## Information shown
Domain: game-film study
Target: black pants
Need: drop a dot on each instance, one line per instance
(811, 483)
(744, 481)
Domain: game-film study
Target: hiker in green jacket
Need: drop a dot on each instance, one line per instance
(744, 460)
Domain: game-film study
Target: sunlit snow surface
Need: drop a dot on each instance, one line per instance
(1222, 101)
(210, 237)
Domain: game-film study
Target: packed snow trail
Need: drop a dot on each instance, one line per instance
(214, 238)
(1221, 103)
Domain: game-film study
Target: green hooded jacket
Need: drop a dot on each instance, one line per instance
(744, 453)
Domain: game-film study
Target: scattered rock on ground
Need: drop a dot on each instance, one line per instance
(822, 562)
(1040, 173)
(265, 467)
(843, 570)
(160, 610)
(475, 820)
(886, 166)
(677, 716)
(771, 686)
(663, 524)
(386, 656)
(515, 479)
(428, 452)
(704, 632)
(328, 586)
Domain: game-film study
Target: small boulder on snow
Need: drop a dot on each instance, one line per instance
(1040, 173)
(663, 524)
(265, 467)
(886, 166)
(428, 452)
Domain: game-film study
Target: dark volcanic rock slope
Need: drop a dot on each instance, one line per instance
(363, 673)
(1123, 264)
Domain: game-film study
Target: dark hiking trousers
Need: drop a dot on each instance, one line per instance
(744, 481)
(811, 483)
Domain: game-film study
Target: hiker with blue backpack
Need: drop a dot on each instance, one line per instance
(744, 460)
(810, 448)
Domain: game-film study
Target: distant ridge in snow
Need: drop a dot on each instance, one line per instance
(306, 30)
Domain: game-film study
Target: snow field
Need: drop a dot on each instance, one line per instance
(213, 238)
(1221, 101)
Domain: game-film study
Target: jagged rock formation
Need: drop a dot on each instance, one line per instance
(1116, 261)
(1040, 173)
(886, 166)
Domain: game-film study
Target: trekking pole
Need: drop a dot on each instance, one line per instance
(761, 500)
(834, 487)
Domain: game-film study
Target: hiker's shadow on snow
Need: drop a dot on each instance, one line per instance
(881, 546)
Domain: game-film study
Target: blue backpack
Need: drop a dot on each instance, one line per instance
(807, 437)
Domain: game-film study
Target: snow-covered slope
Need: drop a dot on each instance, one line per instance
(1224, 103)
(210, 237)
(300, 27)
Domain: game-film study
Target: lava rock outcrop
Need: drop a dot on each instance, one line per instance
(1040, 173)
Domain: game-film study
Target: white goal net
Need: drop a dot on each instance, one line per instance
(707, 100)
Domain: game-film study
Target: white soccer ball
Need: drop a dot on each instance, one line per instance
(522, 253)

## Goal
Return the lines above exactly, keeping every word.

## Response to this exercise
Domain: game-film study
Target: black pants
Need: drop a dot on each instance, one line per instance
(811, 483)
(744, 481)
Domain: game-film study
Target: hiker in green jacket
Need: drop a dot on each instance, one line per instance
(744, 460)
Domain: game-film study
Target: sunlit snow surface
Need: drop a dot on each instance, one line per instance
(1222, 101)
(210, 237)
Domain: game-film study
Target: packed snow trail
Need: drop a dot on each instance, one line per instance
(214, 238)
(1221, 103)
Domain: game-film study
Target: green hooded jacket
Need: drop a dot on each instance, one line per instance
(744, 453)
Domain: game-film study
Target: scattered rock on ground
Need: drop a dot on each instance, one line per instance
(822, 562)
(1040, 173)
(265, 467)
(843, 570)
(160, 610)
(475, 820)
(886, 166)
(677, 716)
(771, 686)
(663, 524)
(386, 656)
(515, 479)
(428, 452)
(704, 632)
(328, 586)
Domain: game-film study
Target: small boulder on snow
Need: drop a dot on each instance, one line per instance
(1040, 173)
(663, 524)
(265, 467)
(886, 166)
(428, 452)
Domain: game-film study
Target: dark volcanic rock slope
Need: drop a dot on each instance, one line per instance
(363, 673)
(1123, 264)
Domain: game-film study
Target: dark hiking trousers
Need: drop a dot on each instance, one line per instance
(744, 481)
(811, 483)
Domain: game-film study
Target: hiker with blue backpack
Need: drop a dot on each instance, one line per instance
(744, 460)
(810, 448)
Domain: game-film study
Target: distant ridge in snow
Need: drop a dot on each instance, one line per instance
(306, 30)
Domain: game-film study
Target: snow field
Need: drop a dot on each instance, one line per instance
(213, 238)
(1221, 101)
Domain: game-film study
Target: jagged rock formation
Need: drop a dot on each instance, one line per instance
(1116, 261)
(1040, 173)
(886, 166)
Domain: game-film study
Target: trekking pole
Need: drop a dot on each instance, one line per instance
(761, 500)
(834, 487)
Domain: game-film study
Target: hiker's shadow on snow
Need: drop a dot on each instance, one line per instance
(881, 546)
Domain: game-film study
Target: blue backpack
Need: drop a dot on each instance, one line per instance
(807, 437)
Domain: game-film study
Target: snow-covered slope
Need: drop a dot on each instance, one line per instance
(1224, 103)
(210, 237)
(300, 27)
Domain: game-film study
Target: lava rock outcrop
Need: drop a dot on each instance, one line per instance
(1040, 173)
Domain: game-film study
Target: white goal net
Need: drop a dot on each instance, one line per instance
(707, 100)
Domain: game-film study
Target: white soccer ball
Need: drop a dot on each instance, one line per instance
(522, 253)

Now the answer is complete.